Excerpt provided
————————

Add tracepoints to dax_load_hole(), following the same logging conventions
as the rest of DAX.

Here is the logging generated by a PTE read from a hole:

  read-1075  [002] ....
    62.362108: dax_pte_fault: dev 259:0 ino 0x1003 shared ALLOW_RETRY|KILLABLE|USER address 0x10480000 pgoff 0x280

  read-1075  [002] ....
    62.362140: dax_load_hole: dev 259:0 ino 0x1003 shared ALLOW_RETRY|KILLABLE|USER address 0x10480000 pgoff 0x280 NOPAGE

  read-1075  [002] ....
    62.362141: dax_pte_fault_done: dev 259:0 ino 0x1003 shared ALLOW_RETRY|KILLABLE|USER address 0x10480000 pgoff 0x280 NOPAGE

Link: http://lkml.kernel.org/r/[email protected]
Signed-off-by: Ross Zwisler <[email protected]>
Reviewed-by: Jan Kara <[email protected]>
Cc: Alexander Viro <[email protected]>
Cc: Dan Williams <[email protected]>
Cc: Ingo Molnar <[email protected]>
Cc: Matthew Wilcox <[email protected]>
Cc: Steven Rostedt <[email protected]>
Signed-off-by: Andrew Morton <[email protected]>
Signed-off-by: Linus Torvalds <[email protected]>

dax: add tracepoints to dax_pfn_mkwrite()

Add tracepoints to dax_pfn_mkwrite(), following the same logging
conventions as the rest of DAX.

————————

Data entries
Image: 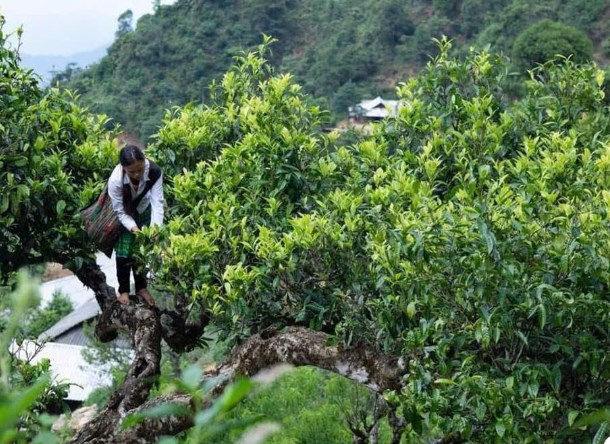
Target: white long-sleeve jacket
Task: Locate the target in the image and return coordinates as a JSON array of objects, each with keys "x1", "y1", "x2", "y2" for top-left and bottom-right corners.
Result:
[{"x1": 108, "y1": 159, "x2": 163, "y2": 231}]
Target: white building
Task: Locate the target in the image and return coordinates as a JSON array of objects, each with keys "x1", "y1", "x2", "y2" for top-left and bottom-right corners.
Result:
[{"x1": 348, "y1": 96, "x2": 399, "y2": 120}]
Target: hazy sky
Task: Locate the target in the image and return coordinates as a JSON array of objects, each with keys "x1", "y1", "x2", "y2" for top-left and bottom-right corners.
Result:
[{"x1": 0, "y1": 0, "x2": 175, "y2": 55}]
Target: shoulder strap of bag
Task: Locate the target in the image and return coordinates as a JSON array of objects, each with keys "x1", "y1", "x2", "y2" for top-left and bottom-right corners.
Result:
[{"x1": 133, "y1": 160, "x2": 161, "y2": 208}]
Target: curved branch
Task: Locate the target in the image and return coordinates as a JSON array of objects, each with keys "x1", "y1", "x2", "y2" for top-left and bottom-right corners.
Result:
[
  {"x1": 72, "y1": 324, "x2": 405, "y2": 443},
  {"x1": 218, "y1": 327, "x2": 405, "y2": 393}
]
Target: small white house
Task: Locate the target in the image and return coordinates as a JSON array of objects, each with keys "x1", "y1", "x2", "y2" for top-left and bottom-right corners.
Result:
[
  {"x1": 348, "y1": 96, "x2": 399, "y2": 120},
  {"x1": 11, "y1": 341, "x2": 112, "y2": 402}
]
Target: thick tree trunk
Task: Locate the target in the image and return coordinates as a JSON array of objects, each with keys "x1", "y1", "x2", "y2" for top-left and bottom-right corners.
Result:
[{"x1": 67, "y1": 322, "x2": 405, "y2": 444}]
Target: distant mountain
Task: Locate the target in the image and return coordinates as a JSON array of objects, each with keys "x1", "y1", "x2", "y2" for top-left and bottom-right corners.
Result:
[
  {"x1": 62, "y1": 0, "x2": 610, "y2": 140},
  {"x1": 21, "y1": 45, "x2": 110, "y2": 86}
]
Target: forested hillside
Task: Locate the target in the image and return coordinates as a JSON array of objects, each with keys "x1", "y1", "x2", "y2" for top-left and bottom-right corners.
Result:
[{"x1": 52, "y1": 0, "x2": 610, "y2": 138}]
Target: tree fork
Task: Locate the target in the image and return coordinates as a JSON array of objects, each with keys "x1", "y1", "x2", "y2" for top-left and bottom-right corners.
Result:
[{"x1": 71, "y1": 324, "x2": 405, "y2": 444}]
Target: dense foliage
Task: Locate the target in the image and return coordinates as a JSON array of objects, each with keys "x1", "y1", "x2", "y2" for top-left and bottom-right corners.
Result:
[
  {"x1": 56, "y1": 0, "x2": 609, "y2": 140},
  {"x1": 142, "y1": 41, "x2": 610, "y2": 442},
  {"x1": 0, "y1": 273, "x2": 69, "y2": 443},
  {"x1": 0, "y1": 16, "x2": 117, "y2": 278},
  {"x1": 0, "y1": 7, "x2": 610, "y2": 443}
]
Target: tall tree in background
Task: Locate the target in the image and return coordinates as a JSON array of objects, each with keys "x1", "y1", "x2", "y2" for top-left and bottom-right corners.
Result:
[{"x1": 114, "y1": 9, "x2": 133, "y2": 38}]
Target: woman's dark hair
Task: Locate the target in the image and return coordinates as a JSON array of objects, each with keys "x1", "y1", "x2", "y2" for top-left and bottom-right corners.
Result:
[{"x1": 119, "y1": 145, "x2": 145, "y2": 166}]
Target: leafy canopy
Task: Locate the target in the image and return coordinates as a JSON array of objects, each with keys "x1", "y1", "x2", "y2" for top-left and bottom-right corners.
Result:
[{"x1": 142, "y1": 40, "x2": 610, "y2": 442}]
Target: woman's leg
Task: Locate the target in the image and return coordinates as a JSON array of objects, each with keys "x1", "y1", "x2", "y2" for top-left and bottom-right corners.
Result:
[
  {"x1": 114, "y1": 231, "x2": 134, "y2": 304},
  {"x1": 133, "y1": 206, "x2": 155, "y2": 306}
]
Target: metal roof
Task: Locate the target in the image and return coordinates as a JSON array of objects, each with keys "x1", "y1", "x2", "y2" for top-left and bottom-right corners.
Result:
[
  {"x1": 11, "y1": 341, "x2": 112, "y2": 401},
  {"x1": 38, "y1": 297, "x2": 101, "y2": 345}
]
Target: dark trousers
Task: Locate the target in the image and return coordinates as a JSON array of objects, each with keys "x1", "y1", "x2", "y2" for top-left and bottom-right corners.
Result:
[{"x1": 116, "y1": 257, "x2": 147, "y2": 294}]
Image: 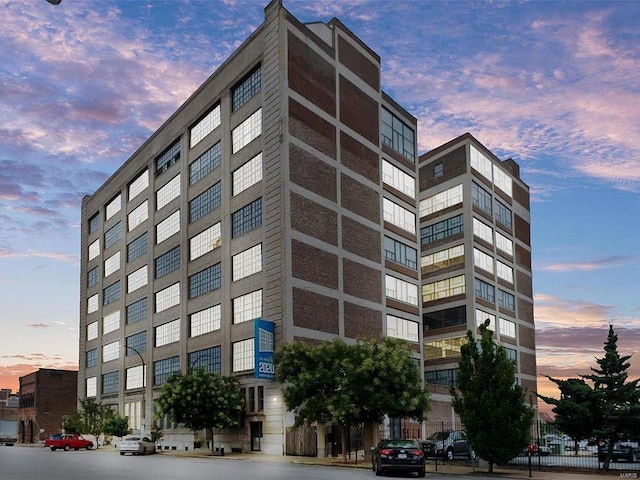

————————

Set exercise A
Answer these questions from the excerpt on DAX tracepoints, one per line:
(i) To which function does the first change add tracepoints?
(ii) Who is listed as having reviewed that change?
(iii) Which function does the second change, headed "dax: add tracepoints to dax_pfn_mkwrite()", add tracepoints to?
Set exercise B
Say whether each statement agrees with the excerpt on DAX tracepoints, and quote the words that decide it:
(i) The logging shown was generated by a PTE write to a hole.
(ii) The tracepoints for dax_pfn_mkwrite() follow the same logging conventions as the rest of DAX.
(iii) Steven Rostedt signed off on the dax_load_hole() change.
Set exercise C
Carry on the excerpt on DAX tracepoints from the point where it stops.
The records were taken from a different source.

Task response A
(i) dax_load_hole()
(ii) Jan Kara
(iii) dax_pfn_mkwrite()

Task response B
(i) No: "Here is the logging generated by a PTE read from a hole"
(ii) Yes: "following the same logging conventions as the rest of DAX"
(iii) No: "Cc: Steven Rostedt"

Task response C
Here is an example PTE fault followed by a pfn_mkwrite:

  small_aligned-1094  [002] ....
   374.084998: dax_pte_fault: dev 259:0 ino 0x1003 shared WRITE|ALLOW_RETRY|KILLABLE|USER address 0x10400000 pgoff 0x200

  small_aligned-1094  [002] ....
   374.085145: dax_pte_fault_done: dev 259:0 ino 0x1003 shared WRITE|ALLOW_RETRY|KILLABLE|USER address 0x10400000 pgoff 0x200 MAJOR|NOPAGE

  small_aligned-1094  [002] ....
   374.085165: dax_pfn_mkwrite: dev 259:0 ino 0x1003 shared WRITE|MKWRITE|ALLOW_RETRY|KILLABLE|USER address 0x10400000 pgoff 0x200 NOPAGE

Link: http://lkml.kernel.org/r/[email protected]
Signed-off-by: Ross Zwisler <[email protected]>
Reviewed-by: Jan Kara <[email protected]>
Cc: Alexander Viro <[email protected]>
Cc: Dan Williams <[email protected]>
Cc: Ingo Molnar <[email protected]>
Cc: Matthew Wilcox <[email protected]>
Cc: Steven Rostedt <[email protected]>
Signed-off-by: Andrew Morton <[email protected]>
Signed-off-by: Linus Torvalds <[email protected]>

dax: add tracepoints to dax_iomap_pte_fault()

Patch series "second round of tracepoints for DAX".

This second round of DAX tracepoint patches adds tracing to the PTE
fault path (dax_iomap_pte_fault(), dax_pfn_mkwrite(), dax_load_hole(),
dax_insert_mapping()) and to the writeback path
(dax_writeback_mapping_range(), dax_writeback_one()).

The purpose of this tracing is to give us a high level view of what DAX
is doing, whether faults are being serviced by PMDs or PTEs, and by real
storage or by zero pages covering holes.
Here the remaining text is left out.